▶ _EXTRACTO PROPORCIONADO_:
==================================================
Roma




Y la iglesia, ¿Qué tiene que ver con todo esto?


 31 de julio de 2011


Querido Ignacio:

Ya estoy muy cerca de casa. En realidad, yo ya me siento en casa. Estoy en Roma. Esta ciudad es caótica, y profundamente bella. He estado muchas veces aquí y siempre vuelvo a descubrirla. Sus calles están llenas de vida, de paredes desconchadas que no necesitan pintarse, de personas que gesticulan exageradamente sin que signifique enfado, de semáforos que nadie obedece porque hay una especie de entendimiento humano que no necesita a las máquinas, de iglesias abiertas como parte de la plaza, de cultura que no entiende de fronteras entre lo religioso y lo pagano, de vida, Ignacio, de vida.
Y este lugar es precisamente el sello de la Iglesia para el mundo.
Te estoy escribiendo sentado en la plaza de San Pedro. Frente a mí, la fachada imponente de la basílica, rodeada por los brazos de piedra que diseñó Bernini. Una y otra vez el abrazo de la Iglesia en mi vida.
Sin embargo, entre nuestra última carta y este abrazo hay un salto grande, o un foso, como lo llamaba el filósofo alemán Lessing.
Efectivamente, Ignacio, si Jesús fue todo eso que vimos en las otras cartas, si hizo lo que parece que hizo, pero ¡hace dos mil años!, nos separa un foso insalvable. Este maldito foso del que habla Lessing me condena a ver a Jesús sencillamente como un personaje, un discurso… un difunto. Al final, Jesús no está.
Pero si Dios se ha hecho hombre, ¿no previó un método para acompañar al ser humano hasta el fin del mundo?, ¿la Encarnación de Dios se interrumpe con su muerte en la cruz y su resurrección?
==================================================
▶ _QUÉ SE PIDE_:
- a) Extrae de los registros cada línea que contenga la palabra "branch", distinguiendo entre mayúsculas y minúsculas.
- b) Retoma la carta sobre Roma y la Iglesia justo después de su última frase.
Los registros no guardan ninguna relación con la carta.
==================================================
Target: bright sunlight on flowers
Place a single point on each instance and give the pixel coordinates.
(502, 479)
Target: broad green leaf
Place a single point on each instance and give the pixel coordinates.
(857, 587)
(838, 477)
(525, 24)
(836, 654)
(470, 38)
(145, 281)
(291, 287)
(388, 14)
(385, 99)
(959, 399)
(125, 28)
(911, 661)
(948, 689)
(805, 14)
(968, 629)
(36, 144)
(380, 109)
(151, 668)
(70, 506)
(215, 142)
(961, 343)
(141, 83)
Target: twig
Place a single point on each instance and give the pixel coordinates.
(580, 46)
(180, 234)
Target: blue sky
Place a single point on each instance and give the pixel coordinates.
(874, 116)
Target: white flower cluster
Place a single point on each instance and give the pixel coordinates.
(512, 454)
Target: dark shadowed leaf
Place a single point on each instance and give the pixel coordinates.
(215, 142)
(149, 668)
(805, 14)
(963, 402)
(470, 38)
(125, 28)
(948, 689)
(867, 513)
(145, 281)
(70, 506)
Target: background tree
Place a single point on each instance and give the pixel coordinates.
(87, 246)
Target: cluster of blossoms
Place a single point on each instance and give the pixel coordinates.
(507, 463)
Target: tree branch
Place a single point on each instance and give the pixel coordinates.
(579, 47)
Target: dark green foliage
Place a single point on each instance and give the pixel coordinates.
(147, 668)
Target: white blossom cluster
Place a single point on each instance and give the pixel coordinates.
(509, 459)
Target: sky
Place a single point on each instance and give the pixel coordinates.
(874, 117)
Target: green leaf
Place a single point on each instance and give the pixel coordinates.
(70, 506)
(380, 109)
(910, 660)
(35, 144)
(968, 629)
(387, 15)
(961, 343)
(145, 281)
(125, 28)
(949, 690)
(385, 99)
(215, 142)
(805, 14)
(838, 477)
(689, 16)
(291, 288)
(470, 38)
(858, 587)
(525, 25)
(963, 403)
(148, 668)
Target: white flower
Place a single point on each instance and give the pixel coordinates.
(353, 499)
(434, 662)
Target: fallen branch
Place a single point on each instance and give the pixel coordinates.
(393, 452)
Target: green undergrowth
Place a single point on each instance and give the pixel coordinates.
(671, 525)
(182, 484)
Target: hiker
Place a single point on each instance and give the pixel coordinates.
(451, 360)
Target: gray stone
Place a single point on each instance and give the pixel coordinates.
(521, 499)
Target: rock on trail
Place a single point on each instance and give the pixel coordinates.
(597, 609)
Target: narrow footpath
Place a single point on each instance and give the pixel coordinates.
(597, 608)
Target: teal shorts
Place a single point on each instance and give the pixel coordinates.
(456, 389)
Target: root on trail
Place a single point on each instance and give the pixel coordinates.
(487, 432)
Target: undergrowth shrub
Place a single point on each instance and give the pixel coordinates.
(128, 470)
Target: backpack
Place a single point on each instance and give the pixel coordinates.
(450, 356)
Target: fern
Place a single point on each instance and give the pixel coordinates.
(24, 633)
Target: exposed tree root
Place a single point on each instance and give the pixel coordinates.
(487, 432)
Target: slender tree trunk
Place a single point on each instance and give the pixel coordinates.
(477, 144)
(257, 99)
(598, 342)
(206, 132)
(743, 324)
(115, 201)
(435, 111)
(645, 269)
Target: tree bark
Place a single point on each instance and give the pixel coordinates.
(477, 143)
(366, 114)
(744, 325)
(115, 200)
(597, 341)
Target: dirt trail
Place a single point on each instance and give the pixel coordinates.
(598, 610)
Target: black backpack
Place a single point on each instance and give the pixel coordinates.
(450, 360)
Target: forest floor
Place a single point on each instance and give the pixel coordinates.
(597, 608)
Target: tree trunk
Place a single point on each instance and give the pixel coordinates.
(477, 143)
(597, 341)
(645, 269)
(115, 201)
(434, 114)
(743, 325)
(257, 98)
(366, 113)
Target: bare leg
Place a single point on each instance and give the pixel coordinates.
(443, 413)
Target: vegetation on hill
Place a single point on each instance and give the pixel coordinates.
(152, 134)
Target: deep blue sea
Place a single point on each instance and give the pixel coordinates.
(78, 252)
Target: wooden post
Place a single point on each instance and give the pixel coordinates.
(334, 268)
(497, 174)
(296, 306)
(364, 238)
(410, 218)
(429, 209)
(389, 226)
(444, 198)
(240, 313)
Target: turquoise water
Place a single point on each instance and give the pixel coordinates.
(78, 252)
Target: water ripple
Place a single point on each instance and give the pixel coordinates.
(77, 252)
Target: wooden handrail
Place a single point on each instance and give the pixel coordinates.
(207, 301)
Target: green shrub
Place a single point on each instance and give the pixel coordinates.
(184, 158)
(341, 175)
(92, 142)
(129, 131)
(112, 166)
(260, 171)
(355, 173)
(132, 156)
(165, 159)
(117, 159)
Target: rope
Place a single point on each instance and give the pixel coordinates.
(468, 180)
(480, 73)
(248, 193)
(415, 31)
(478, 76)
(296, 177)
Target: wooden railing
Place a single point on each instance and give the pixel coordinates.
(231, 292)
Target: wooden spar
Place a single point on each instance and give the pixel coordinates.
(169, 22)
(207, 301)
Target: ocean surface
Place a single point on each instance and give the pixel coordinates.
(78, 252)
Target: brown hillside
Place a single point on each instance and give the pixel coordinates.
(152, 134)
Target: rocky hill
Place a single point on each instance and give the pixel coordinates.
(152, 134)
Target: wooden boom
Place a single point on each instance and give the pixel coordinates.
==================================================
▶ _RESPUESTAS POR TAREA_:
- a)
Target: tree branch
Target: fallen branch

- b)
Para mí y para muchos, la Iglesia ha sido la gran posibilidad de conocer a Cristo, y de que Él me conozca a mí. Por eso no la vivo como un partido, o una asociación donde comparto con otros socios una estrategia de una idea… No, para mí la Iglesia es un lugar, y allí, Jesús de Nazaret, el de hace dos mil años, tiene la misma fuerza y presencia que para Juan y Santiago, que para Pedro, que para los que estuvieron con Él. Por eso la Iglesia es la gran posibilidad de que mi vida tenga que ver con la de aquel que se dijo Dios.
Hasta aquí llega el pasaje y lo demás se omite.